━━ Provided passage

My wife and I have been making red wine from kits for the past four years, and the process is pretty precise. The first step is to sterilize everything. Wine has been around at least five thousand years (longer than writing, by the way). Did they know about sterilization five thousand years ago? They would have had to know about microbes, wouldn’t they? The next step is to add yeast to something sweet, such as ripe fruit. When fermentation stops (no more sugar), you separate the liquid from the sediment at the bottom, then let it sit for at least several weeks to clear. But it’s drinkable before that, and is probably what passed for wine in ancient China, India, and around the Mediterranean. People who make wine have been tinkering with all aspects of the process ever since and, presumably, perfecting the results.

Still, in order for gradual refinement to happen, some form of the finished product must have existed at the beginning. Otherwise, how did they know what they were trying to make? It would be like putting together a jigsaw puzzle with no picture on the box. Now that I think about it, this is really the classic chicken-and-egg riddle, just in liquid form.

What about bread? A variety of this basic food seems to exist all over the world. But different cultures have different kinds of bread, which suggests that they each invented it independently. This is amazing. I would never have come up with bread, even if you gave me all of the ingredients and a top-of-the-line Cuisinart professional bread machine with 680 watts of power and sixteen preprogrammed menu options. If you sat me down in a field of wheat next to a lake and you came back a thousand years later, you’d find me eating a bowl of wheat and washing it down with the water. In a flash of brilliance, I might have thought to combine the two; in that case, you’d find me eating a bowl of wet wheat. And if you’d slipped me some packets of yeast, there’s a slight chance I would have invented yeast-flavored wet wheat.

━━━━
━━ Supplied information

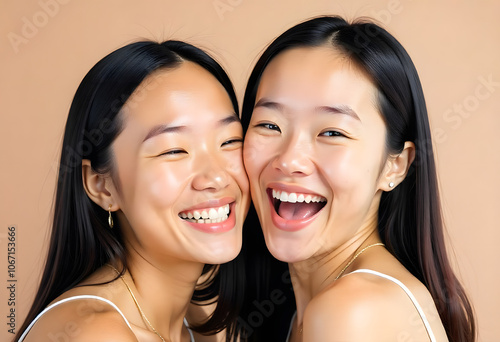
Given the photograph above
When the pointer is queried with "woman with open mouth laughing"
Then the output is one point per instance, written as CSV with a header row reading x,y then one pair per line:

━━━━

*The tasks*:
1 > Revise the passage on wine and bread, starting with "What about bread?" and going on through "yeast-flavored wet wheat.", so that "wheat" becomes "barley".
2 > Carry the passage on wine and bread forward from its final sentence.
None of the material is needed here.

*Answers for this exercise*:
1 >
What about bread? A variety of this basic food seems to exist all over the world. But different cultures have different kinds of bread, which suggests that they each invented it independently. This is amazing. I would never have come up with bread, even if you gave me all of the ingredients and a top-of-the-line Cuisinart professional bread machine with 680 watts of power and sixteen preprogrammed menu options. If you sat me down in a field of barley next to a lake and you came back a thousand years later, you’d find me eating a bowl of barley and washing it down with the water. In a flash of brilliance, I might have thought to combine the two; in that case, you’d find me eating a bowl of wet barley. And if you’d slipped me some packets of yeast, there’s a slight chance I would have invented yeast-flavored wet barley.

2 >
Again, unless you knew it was possible to create bread, what would cause you to combine the ingredients and cook them? And first you had to mill the wheat to separate out the chaff. How would you know to do that, or how? (And what is chaff, anyway?) Same with pasta, cheese, and many other foods.

Then there’s fabric. How did people figure out how to turn plants and animal fur into clothing? Cashmere is the wool of a goat. Silk comes from worms! I’m pretty sure that if you left me in a field of wheat next to a lake with cotton growing in the next field and a flock of goats grazing nearby and a truckload of silkworms and came back a thousand years later, you’d find me eating a bowl of wet wheat. Naked.